Data items
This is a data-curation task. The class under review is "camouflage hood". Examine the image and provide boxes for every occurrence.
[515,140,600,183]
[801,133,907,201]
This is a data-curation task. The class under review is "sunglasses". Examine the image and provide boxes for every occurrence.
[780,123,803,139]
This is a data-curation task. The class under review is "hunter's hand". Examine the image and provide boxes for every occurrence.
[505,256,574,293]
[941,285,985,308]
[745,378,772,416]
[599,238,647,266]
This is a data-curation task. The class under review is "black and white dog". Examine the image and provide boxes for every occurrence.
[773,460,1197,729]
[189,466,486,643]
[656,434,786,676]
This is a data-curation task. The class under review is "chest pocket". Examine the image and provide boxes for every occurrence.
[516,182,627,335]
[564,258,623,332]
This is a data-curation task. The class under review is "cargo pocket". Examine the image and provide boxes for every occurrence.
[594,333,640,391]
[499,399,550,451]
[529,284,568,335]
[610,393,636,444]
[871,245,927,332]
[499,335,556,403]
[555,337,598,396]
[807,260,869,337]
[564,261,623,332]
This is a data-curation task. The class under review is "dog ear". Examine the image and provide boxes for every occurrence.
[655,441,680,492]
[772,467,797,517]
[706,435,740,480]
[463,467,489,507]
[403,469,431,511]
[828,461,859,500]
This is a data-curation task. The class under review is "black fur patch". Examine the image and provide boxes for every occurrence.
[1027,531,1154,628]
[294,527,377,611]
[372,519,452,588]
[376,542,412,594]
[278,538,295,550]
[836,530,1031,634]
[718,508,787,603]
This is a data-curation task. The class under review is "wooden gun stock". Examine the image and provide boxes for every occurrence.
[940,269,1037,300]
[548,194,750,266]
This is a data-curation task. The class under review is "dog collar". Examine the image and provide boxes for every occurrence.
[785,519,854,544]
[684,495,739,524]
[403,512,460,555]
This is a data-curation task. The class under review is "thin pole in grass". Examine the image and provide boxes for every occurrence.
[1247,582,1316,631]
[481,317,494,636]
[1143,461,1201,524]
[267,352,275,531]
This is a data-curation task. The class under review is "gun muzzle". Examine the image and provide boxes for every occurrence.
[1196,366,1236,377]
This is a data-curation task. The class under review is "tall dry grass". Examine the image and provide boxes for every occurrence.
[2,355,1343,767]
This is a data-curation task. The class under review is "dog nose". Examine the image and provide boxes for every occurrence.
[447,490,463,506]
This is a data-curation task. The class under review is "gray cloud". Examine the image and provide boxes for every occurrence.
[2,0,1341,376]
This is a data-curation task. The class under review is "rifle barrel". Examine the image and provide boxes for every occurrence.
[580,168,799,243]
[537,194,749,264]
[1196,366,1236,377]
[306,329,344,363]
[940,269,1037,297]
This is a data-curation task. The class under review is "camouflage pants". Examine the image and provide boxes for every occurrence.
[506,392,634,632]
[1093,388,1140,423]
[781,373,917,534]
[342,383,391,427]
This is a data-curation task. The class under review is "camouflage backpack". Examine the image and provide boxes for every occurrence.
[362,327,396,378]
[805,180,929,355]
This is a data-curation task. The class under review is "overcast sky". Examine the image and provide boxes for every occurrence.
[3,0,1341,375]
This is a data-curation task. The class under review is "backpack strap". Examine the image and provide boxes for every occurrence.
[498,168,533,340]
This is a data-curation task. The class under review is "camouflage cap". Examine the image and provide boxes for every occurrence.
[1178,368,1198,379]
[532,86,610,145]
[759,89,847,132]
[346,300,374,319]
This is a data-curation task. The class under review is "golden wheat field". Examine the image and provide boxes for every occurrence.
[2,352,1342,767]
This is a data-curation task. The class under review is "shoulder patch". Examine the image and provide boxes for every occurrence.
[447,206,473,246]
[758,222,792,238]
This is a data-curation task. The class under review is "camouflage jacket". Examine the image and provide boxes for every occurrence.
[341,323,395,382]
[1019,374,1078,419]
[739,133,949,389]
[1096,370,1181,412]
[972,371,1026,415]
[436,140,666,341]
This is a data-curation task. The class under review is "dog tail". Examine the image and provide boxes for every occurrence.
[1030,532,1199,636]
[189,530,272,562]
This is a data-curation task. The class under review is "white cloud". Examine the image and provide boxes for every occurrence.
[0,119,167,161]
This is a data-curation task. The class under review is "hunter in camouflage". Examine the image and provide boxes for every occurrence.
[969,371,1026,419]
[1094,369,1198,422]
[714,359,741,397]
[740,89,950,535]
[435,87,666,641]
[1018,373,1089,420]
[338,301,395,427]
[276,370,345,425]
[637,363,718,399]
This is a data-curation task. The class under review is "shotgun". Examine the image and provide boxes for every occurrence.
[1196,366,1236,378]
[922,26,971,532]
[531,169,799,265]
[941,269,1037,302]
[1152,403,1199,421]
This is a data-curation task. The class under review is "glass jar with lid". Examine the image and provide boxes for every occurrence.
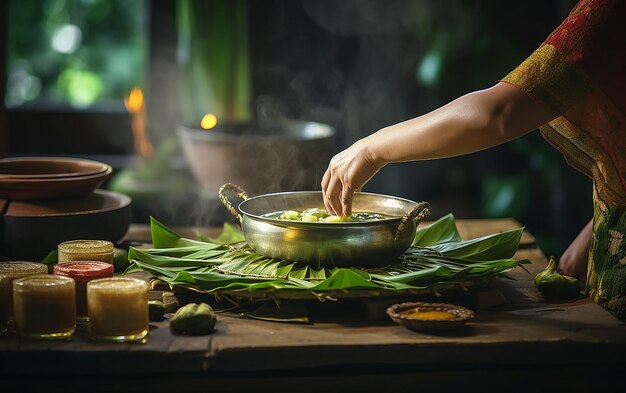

What to work on:
The copy must match each record exactly, apart from the images, which stay out.

Response:
This is a data-curation task. The class under review is "camouflage hood". Examine the image and provide boxes for every occurrence.
[515,140,600,183]
[801,133,907,201]
This is a data-curation task. The class under review is "sunglasses". Examine the image and provide boxes for every occurrence.
[780,123,803,139]
This is a data-curation task. The class under review is "hunter's hand". Examine the image and provide boxes for every occurrence.
[505,256,574,293]
[941,285,985,308]
[745,378,772,416]
[599,238,647,266]
This is a data-curation task. The class under review is "black and white dog". Examine the image and provide boxes for every occurrence.
[773,460,1197,729]
[189,466,486,643]
[656,434,786,676]
This is a data-curation task. The class under review is "chest pocket". Examine the image and provide boxes for every occurrence.
[516,182,627,335]
[564,258,623,332]
This is a data-curation task. The class under review is "cargo pocket". Examine the image and provide boxes for every occurrence.
[594,333,640,391]
[499,399,550,451]
[529,284,568,335]
[610,393,636,444]
[871,245,927,332]
[499,335,556,403]
[555,337,598,396]
[807,260,869,337]
[564,261,623,332]
This is a data-curation task. The class under review is "dog ear". Examine the image and provide boxes for every occurrence.
[655,441,680,492]
[772,467,797,517]
[706,435,740,480]
[463,467,489,507]
[403,469,431,511]
[828,461,859,500]
This is a data-curation task. The class under review is "black fur patch". Examine the image and provide boxes for every occurrence.
[1027,531,1154,628]
[294,527,377,611]
[372,519,452,588]
[376,542,412,594]
[278,538,295,550]
[836,530,1031,634]
[718,508,787,603]
This is a data-curation task. The class under review is "wooden gun stock". Examine the image and provide boxes for every occurrence.
[940,269,1037,300]
[548,194,750,266]
This is a data-curation task. The class under review is "dog collar". Examine the image and provide boxes for every occurrence.
[785,519,854,544]
[684,495,739,524]
[403,512,460,555]
This is a data-curation task. The class under review is "thin pole in grass". Examine the image and provide boxes for every occurrence.
[1247,582,1316,631]
[481,317,494,636]
[1143,461,1201,524]
[267,352,275,531]
This is a data-curation task. The class under review is "gun muzzle". Examine the image and provide boxes for every occurrence.
[1196,366,1236,377]
This is a data-curation task. The class under review is "tall dry grass". Examine the image and provide boxes for every occurrence.
[2,355,1343,767]
This is a data-curation task. The class under review is "dog nose". Examine the image and provide boxes for every occurrence.
[447,490,463,506]
This is a data-curation task. The class under review is "gray cloud". Examine the image and provide boxes for every occurrence.
[2,0,1341,376]
This is a data-curation task. The class under review is "rifle barrel". Examine the image and provide boxes for every occurrence.
[580,168,799,243]
[537,194,749,264]
[1196,366,1236,377]
[306,329,344,363]
[940,269,1037,297]
This is a data-curation task. The class under review is "camouflage pants". Examine the image and provide boxes for every occurrence.
[506,392,634,632]
[1093,388,1140,423]
[781,373,917,534]
[342,383,391,427]
This is a data-curation task. The class under review is "camouflage backpack". Examine the image and provide boxes for every occurrence.
[362,327,396,378]
[805,180,929,355]
This is a data-curation task. The class under review is "overcast sky". Examine the image and provide boxes for every occurrence.
[3,0,1341,375]
This is a data-curation task. The class under review is "backpack strap". Examine the image and provide boxes for every occurrence.
[498,168,533,340]
This is a data-curation task. The class under review is "camouflage cap". Examine the image and provide boxes for every occurrence.
[1178,368,1198,379]
[532,86,610,145]
[759,89,847,132]
[346,300,374,319]
This is a data-curation task. The class under review is "golden wheat field". Examine the image and provide boxes for every occurrence.
[2,352,1342,767]
This is a data-curation task. The class under review is "shoulder patch". Examine the image and provide boxes for every occurrence.
[447,206,473,246]
[758,222,792,238]
This is a data-curation task. The class under review is "camouflage jacket". Examine the image and provide boxes for every occurrence.
[341,323,395,382]
[1019,374,1078,419]
[739,133,949,389]
[1096,370,1181,412]
[972,371,1026,415]
[436,140,666,341]
This is a data-curation task. The class under review is "dog tail". Examine the image and provide boxes for every occurrence.
[1030,532,1199,636]
[189,530,272,562]
This is a data-curation task. The class under review is "white cloud". Examine the image and provide boxes for every occurrence.
[0,119,167,161]
This is a data-curation task. The class under review is "hunter in camouflage". Examine the image and provide boxes for every occurrence.
[969,371,1026,419]
[1094,369,1198,422]
[714,359,741,397]
[740,89,950,535]
[435,87,666,641]
[1018,373,1089,420]
[338,301,395,427]
[276,370,345,425]
[637,363,718,399]
This is a data-curation task. The class under review is "shotgun". Examine the image and provide boxes for every occurrence.
[1196,366,1236,378]
[922,26,971,532]
[531,169,799,265]
[941,269,1037,302]
[1152,403,1199,421]
This is a data-curation task. The class under review is "glass jar with lid". Examine the image and provide boxes for every occurrence.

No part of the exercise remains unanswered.